▶ [WORK INSTRUCTIONS]: Return all the data, word for word.

--- Start ---

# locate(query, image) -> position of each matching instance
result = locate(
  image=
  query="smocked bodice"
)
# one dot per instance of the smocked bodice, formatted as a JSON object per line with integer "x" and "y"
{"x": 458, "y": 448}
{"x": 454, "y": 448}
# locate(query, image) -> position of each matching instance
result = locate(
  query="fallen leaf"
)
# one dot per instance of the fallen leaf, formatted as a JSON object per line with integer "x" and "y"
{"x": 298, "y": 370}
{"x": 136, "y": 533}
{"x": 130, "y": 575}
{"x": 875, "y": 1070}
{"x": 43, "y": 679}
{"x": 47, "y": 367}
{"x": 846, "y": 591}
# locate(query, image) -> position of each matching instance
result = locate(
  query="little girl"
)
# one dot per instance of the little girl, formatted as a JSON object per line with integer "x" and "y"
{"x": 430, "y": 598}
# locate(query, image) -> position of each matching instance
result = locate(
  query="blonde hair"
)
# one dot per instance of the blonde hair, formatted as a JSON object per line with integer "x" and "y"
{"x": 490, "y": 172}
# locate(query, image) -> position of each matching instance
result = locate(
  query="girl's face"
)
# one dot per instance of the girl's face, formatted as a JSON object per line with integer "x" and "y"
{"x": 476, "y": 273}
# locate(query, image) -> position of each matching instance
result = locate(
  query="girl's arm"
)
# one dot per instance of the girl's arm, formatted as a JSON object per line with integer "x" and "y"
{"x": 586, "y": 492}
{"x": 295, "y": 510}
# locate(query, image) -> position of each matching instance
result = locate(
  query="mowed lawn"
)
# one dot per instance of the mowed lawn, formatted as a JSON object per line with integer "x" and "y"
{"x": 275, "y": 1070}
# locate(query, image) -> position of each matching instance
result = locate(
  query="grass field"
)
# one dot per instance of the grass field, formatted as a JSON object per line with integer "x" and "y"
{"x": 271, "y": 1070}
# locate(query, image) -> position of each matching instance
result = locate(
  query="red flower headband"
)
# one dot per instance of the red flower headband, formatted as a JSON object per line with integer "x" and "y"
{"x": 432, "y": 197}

--- End ---

▶ [ANSWER TO THIS TASK]:
# locate(query, image) -> position of each matching instance
result = locate(
  image=
  query="smocked bodice"
)
# one dot per instance of the smocked bodice, formatted as a JSON object per line with integer "x" and "y"
{"x": 458, "y": 448}
{"x": 454, "y": 448}
# locate(query, image) -> position of each matching instance
result = locate(
  query="fallen leaf"
)
# one dot per instance of the fallen leaf, formatted as a JSON object per line with integer "x" and "y"
{"x": 298, "y": 370}
{"x": 136, "y": 533}
{"x": 130, "y": 575}
{"x": 875, "y": 1070}
{"x": 43, "y": 679}
{"x": 47, "y": 367}
{"x": 846, "y": 591}
# locate(query, image) -> position of each matching instance
result = locate(
  query="little girl"
)
# one dot per instance of the little girl, formatted as a JSON object per line with integer "x" and "y"
{"x": 430, "y": 598}
# locate(query, image) -> position of each matching instance
result = locate(
  query="blonde hair"
)
# one dot per instance of the blonde hair, formatted as a JSON object per line with integer "x" and "y"
{"x": 490, "y": 172}
# locate(query, image) -> position of each matching instance
result = locate(
  query="girl's face"
)
# one dot per instance of the girl's face, formatted as a JSON object per line with integer "x" and "y"
{"x": 476, "y": 273}
# locate(query, image) -> position of each matching instance
result = locate(
  query="girl's arm"
)
# one dot per instance of the girl's arm, formatted as a JSON object per line with integer "x" and "y"
{"x": 586, "y": 492}
{"x": 295, "y": 510}
# locate(query, image) -> position of each matching instance
result = locate(
  query="mowed lawn"
)
# one dot per instance of the mowed lawn, formatted as a JSON object per line with integer "x" and "y"
{"x": 275, "y": 1070}
# locate(query, image) -> position of each matching instance
result = locate(
  query="grass field"
)
# one dot per instance of the grass field, formatted as a JSON object per line with integer "x" and "y"
{"x": 271, "y": 1070}
# locate(query, image) -> position of each matching instance
result = locate(
  query="red flower headband"
)
# one dot per instance of the red flower headband, formatted as a JSON object per line with integer "x" and "y"
{"x": 432, "y": 197}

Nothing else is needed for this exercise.